*Texte fourni*
Les motivations du départ
Thierry est un jeune camerounais d’une vingtaine d’années, son périple a commencé par un Bac obtenu au Tchad, ensuite un BTS au Cameroun, et actuellement, il prépare un Master au Maroc. Il voyage comme cela, parce qu’il veut réussir dans ses études et honorer ses parents en faisant tout pour s’assumer tout seul. Olivier, autre jeune camerounais lui a connu un chemin tout autre. Il avait commencé à «débrouiller au pays» et puis à la faveur d’un concours international, il poursuit des études en Égypte. Il prépare aussi un Master. Le point commun entre Thierry et Olivier est que tous deux ne comptent que sur leur propre poche et dans une certaine mesure sur la famille proche. Ils ont quitté le pays il y a peu de temps et disent vouloir y retourner un jour, même si l’entourage ne le souhaite pas trop. Sauf dans le cas où ils auraient fait fortune.

*Lignes fournies*
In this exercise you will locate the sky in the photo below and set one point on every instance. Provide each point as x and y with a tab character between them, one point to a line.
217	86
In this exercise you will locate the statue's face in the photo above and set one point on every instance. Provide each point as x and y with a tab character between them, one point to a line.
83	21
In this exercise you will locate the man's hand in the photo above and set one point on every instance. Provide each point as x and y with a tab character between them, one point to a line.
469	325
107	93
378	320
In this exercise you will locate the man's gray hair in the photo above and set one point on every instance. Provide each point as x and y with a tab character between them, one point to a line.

*Défis*
A. Indiquez si chacune des affirmations suivantes concorde avec le texte sur les motivations du départ, en répondant par oui ou par non et en citant les mots du texte qui tranchent. (i) Thierry a obtenu son Bac au Cameroun. (ii) Olivier poursuit des études en Égypte grâce à un concours international. (iii) Thierry et Olivier disent vouloir retourner un jour dans leur pays.
B. Poursuivez le texte sur les motivations du départ à la suite de sa dernière phrase.

*Réponses fournies*
A.
(i) Non : « un Bac obtenu au Tchad ».
(ii) Oui : « à la faveur d’un concours international, il poursuit des études en Égypte ».
(iii) Oui : « disent vouloir y retourner un jour ».

B.
C’est dire si la désespérance des familles vis-à-vis de l’avenir de la jeunesse est grande. Et l’on se rappelle, les remous observés dans des communautés de jeunes camerounais à l’étranger. En effet à l’approche de la fête de la jeunesse, les jeunes étudiants en chine se plaignent de ce qu’une partie de la bourse d’études n’aurait pas été versée depuis plus d’une année et demie. Dans les pays de l’ex-Russie, des étudiants auraient du mal à circuler parce que leur passeport ne serait plus valable et ils n’ont pas assez de moyens pour se déplacer et proroger ou changer de passeport. Eux comptent sur l’Etat pour demeurer et terminer leurs études. Mais de telles situations risquent de faire d’eux à court terme des clandestins. Ainsi, une partie des jeunes entrés en règle sur les territoires d’accueil tombent rapidement dans la clandestinité. Ils ne peuvent pas toujours revenir parce que le projet initial et l’objectif n’a pas été atteint.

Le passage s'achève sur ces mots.